• _VORLIEGENDER TEXT_:
Der Klinkerbau hat Strebepfeiler sowie Spitzbogenfenster mit Maßwerk, das Portal spitzbogig. er Kirchturm ist geschossweise zurückspringend gestaltet. Das Glockengeschoss hat große Spitzbogenfenster, der Turmhelm ist spitz über Giebeln mit Ecktürmchen.

Der Innenraum hat raumgreifende Emporen. Die Firma Gustav Kuntzsch aus Wernigerode schuf den Altaraufsatz, die Kanzel mit Schalldeckel und den Orgelprospekt für die von Orgelbau-Anstalt Wilhelm Rühlmann, Zörbig, gebaute Orgel.[4][5][6]

Von den zahlreichen Ausstattungsstücken wurden bei der Profanierung der Kirche die Abendmahlsgeräte an die Laurentiuskirche, das Kruzifix an das Gemeindezentrum der Petruskirche in Wörmlitz und die Orgel an die Pauluskirche gegeben. Die vier Glocken, gegossen von Gustav Collier[7], erhielt die St.-Wenzel-Kirche in Radewell. Von den ursprünglich vorhandenen Fenstern sind nur noch wenige erhalten. Das Gebäude steht unter Denkmalschutz und im Denkmalverzeichnis der Stadt Halle.

• _DATENSATZZEILEN_:
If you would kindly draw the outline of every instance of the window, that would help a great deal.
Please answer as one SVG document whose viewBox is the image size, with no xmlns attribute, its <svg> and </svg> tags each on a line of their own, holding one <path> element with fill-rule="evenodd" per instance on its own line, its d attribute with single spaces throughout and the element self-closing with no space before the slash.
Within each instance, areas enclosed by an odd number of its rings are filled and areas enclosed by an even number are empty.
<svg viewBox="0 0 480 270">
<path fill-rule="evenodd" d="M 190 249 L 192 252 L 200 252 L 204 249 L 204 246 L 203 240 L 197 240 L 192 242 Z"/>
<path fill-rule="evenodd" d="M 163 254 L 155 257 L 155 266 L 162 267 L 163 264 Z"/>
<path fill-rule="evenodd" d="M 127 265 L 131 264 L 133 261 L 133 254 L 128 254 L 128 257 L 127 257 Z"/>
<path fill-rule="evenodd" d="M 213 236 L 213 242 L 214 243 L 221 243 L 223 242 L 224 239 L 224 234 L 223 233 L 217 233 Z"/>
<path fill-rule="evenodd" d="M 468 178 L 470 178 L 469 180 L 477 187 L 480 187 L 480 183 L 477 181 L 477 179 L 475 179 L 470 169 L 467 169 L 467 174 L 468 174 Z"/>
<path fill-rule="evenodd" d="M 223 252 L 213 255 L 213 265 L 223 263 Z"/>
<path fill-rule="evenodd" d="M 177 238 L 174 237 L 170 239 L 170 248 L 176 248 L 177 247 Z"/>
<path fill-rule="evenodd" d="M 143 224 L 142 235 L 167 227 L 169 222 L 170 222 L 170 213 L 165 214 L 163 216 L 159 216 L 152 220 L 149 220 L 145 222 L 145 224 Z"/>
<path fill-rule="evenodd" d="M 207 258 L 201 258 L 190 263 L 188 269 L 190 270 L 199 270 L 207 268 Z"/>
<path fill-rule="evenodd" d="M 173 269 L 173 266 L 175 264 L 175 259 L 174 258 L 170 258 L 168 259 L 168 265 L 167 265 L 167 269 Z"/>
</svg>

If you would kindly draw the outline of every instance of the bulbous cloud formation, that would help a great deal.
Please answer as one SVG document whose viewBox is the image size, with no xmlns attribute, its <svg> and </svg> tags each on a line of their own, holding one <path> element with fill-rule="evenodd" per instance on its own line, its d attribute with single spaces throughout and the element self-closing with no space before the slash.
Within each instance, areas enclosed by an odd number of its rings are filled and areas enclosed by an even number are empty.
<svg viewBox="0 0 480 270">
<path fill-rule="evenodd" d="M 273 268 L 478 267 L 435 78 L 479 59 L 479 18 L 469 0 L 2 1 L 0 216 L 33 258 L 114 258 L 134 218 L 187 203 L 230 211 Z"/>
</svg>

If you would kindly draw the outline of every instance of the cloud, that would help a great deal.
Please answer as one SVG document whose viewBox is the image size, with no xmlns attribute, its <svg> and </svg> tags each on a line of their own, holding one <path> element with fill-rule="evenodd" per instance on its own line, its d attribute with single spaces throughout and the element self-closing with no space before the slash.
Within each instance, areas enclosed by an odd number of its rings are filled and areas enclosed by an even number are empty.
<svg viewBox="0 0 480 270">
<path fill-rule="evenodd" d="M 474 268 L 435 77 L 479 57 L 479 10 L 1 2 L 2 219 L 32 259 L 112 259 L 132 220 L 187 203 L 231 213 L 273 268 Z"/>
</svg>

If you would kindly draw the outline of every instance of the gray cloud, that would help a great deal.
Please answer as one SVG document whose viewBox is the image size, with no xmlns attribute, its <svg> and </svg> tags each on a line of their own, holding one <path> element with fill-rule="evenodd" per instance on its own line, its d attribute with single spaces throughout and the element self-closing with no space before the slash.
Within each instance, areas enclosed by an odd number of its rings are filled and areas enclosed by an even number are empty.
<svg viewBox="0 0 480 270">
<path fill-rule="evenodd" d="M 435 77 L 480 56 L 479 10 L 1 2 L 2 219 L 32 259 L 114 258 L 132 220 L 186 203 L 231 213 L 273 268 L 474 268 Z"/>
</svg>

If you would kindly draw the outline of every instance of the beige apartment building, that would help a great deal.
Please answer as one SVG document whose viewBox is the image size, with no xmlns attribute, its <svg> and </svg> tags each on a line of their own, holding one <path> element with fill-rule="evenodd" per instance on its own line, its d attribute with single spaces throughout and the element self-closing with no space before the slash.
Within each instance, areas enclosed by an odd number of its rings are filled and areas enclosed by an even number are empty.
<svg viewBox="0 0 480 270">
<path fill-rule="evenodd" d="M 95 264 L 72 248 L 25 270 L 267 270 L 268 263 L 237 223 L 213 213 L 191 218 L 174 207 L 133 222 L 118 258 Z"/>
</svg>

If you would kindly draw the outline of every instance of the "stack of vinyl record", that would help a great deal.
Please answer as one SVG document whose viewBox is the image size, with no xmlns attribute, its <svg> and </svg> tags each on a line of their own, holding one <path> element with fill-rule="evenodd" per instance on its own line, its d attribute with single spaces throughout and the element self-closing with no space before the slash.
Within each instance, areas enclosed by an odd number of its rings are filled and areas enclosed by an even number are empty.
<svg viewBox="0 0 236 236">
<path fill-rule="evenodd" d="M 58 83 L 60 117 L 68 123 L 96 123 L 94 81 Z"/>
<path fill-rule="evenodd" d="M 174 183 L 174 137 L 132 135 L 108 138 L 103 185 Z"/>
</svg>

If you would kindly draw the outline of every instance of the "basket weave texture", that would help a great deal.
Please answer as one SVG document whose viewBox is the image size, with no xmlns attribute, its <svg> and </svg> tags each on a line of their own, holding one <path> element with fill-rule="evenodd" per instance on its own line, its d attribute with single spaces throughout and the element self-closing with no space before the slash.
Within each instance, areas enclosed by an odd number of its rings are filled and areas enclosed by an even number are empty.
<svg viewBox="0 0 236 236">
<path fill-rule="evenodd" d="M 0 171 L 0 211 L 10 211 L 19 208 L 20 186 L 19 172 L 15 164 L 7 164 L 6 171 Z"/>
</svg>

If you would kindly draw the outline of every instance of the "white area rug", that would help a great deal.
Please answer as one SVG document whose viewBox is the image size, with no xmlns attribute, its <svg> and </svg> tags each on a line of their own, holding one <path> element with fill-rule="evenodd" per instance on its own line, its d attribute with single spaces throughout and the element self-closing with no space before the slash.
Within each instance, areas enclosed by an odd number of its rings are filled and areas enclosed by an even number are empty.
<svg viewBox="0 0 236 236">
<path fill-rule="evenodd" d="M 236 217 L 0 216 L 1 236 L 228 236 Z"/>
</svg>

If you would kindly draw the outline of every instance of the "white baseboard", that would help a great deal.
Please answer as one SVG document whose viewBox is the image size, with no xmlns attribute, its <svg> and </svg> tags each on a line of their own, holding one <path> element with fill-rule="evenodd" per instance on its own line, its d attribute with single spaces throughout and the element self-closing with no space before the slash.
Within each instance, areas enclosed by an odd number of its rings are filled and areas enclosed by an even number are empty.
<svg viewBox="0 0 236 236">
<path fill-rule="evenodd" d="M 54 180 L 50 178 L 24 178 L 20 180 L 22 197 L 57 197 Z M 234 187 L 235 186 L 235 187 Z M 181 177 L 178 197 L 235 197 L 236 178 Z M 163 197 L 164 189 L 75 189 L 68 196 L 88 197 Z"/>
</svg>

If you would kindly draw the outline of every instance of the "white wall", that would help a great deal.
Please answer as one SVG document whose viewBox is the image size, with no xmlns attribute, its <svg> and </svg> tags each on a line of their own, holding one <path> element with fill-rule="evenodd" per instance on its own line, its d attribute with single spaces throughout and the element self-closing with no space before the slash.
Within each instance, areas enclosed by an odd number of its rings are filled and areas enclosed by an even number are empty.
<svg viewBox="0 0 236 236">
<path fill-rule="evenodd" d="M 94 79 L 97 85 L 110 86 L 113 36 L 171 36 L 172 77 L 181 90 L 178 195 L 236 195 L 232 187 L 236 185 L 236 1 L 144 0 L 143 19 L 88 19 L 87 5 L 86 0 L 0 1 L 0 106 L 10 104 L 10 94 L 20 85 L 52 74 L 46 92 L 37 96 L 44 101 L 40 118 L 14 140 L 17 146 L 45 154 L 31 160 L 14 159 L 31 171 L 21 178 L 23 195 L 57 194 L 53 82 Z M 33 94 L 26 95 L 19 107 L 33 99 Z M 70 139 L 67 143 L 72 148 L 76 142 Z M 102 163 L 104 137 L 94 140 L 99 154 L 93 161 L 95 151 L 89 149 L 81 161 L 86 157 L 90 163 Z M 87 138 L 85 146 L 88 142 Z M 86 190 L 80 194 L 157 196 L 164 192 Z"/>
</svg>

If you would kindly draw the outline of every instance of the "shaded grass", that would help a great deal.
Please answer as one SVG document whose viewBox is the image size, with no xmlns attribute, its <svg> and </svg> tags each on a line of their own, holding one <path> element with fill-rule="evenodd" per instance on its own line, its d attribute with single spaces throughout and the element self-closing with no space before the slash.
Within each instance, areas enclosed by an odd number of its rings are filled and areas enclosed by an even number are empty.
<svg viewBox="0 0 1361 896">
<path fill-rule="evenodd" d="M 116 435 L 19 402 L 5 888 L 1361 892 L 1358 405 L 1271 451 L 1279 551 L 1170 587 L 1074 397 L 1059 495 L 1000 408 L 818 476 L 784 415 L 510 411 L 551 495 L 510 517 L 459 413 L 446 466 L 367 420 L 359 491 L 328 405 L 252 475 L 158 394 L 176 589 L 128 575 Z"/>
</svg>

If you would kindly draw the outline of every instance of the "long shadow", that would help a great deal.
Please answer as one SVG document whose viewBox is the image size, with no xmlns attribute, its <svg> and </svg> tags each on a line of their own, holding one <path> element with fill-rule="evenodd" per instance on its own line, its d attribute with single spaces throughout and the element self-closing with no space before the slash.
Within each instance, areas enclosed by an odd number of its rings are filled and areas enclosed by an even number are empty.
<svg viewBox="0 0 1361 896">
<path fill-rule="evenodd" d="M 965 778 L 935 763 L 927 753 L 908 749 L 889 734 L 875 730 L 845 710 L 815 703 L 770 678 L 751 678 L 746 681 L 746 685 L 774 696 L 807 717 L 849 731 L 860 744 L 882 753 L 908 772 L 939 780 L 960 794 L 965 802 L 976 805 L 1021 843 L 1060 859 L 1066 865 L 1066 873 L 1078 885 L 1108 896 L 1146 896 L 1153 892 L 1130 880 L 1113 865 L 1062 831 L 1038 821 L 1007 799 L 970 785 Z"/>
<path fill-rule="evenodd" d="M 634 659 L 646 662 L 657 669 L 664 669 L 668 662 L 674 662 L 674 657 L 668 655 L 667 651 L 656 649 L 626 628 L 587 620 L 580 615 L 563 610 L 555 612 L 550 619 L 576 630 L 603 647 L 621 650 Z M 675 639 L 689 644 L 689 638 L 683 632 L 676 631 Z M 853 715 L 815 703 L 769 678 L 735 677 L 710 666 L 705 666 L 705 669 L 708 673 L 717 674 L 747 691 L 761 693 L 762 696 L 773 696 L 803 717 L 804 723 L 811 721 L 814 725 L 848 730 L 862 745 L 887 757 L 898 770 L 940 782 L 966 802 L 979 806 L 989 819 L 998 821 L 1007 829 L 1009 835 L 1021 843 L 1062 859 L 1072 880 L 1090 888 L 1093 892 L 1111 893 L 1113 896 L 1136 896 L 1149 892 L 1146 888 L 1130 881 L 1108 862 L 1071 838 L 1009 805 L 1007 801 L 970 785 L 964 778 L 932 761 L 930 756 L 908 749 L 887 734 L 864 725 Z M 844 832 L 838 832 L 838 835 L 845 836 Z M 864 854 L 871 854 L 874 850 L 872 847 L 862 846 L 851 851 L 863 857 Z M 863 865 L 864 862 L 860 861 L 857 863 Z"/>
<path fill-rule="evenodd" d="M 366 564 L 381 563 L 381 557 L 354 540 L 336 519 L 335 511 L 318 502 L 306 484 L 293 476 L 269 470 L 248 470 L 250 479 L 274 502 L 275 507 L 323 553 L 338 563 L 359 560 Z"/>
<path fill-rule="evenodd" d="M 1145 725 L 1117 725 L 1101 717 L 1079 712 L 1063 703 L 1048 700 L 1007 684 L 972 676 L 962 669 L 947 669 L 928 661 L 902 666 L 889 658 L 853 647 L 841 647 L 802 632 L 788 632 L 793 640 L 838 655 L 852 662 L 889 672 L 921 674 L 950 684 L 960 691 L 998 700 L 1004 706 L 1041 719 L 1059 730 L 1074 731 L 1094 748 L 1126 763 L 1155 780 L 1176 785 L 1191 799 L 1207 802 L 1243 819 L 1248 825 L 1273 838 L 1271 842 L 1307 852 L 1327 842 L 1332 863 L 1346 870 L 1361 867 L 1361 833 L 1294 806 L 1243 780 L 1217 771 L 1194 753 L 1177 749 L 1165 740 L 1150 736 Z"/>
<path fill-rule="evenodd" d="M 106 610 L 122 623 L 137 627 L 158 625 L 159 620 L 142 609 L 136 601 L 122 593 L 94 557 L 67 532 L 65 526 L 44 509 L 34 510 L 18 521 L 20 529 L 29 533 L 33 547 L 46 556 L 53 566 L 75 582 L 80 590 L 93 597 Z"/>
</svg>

• _ANFORDERUNG A_: Nenne jede Kirche, die laut der Kirchenbeschreibung bei der Profanierung Ausstattung erhielt, jeweils mit Ort, sofern einer angegeben ist.
• _ANFORDERUNG B_: Greife die Kirchenbeschreibung an ihrem Ende auf und führe sie weiter.
Die Zeilen sind eigenständiges Material und gehören nicht zur Kirchenbeschreibung.

• _ENDGÜLTIGE ANTWORT A_:
- Laurentiuskirche
- Petruskirche in Wörmlitz (Gemeindezentrum)
- Pauluskirche
- St.-Wenzel-Kirche in Radewell

• _ENDGÜLTIGE ANTWORT B_:
Die vierstöckige Stahl-Regal-Konstruktion aus der Zeit der Nutzung als Büchermagazin und Bibliothek nimmt nahezu das gesamte Langschiff und den auf der Ostseite gelegenen Chor ein. Südlich des Chores schließt sich die Sakristei an, nördlich die Taufkapelle. Im Emporengeschoss ist die Orgelkammer ohne Orgel im Turmteil. Die Empore erstreckt sich über die Seitenschiffe bis vor ins Querschiff, wobei dort nur noch die tragenden Bögen vorhanden sind. Die hölzernen Podeste und der Boden wurden entnommen.

Über den Turm geht es in den Dachstuhl mit Blick auf das Gewölbe über dem Haupt- und Querschiff. Die Uhrenstube und der Turmhelm sind gegenwärtig nicht erreichbar.

Ausgehend von der letzten Nutzung verteilen sich zirka 1.700 Quadratmeter Nutzfläche auf die Etagen einschließlich der Regalebenen. Das Gebäude ist teilunterkellert.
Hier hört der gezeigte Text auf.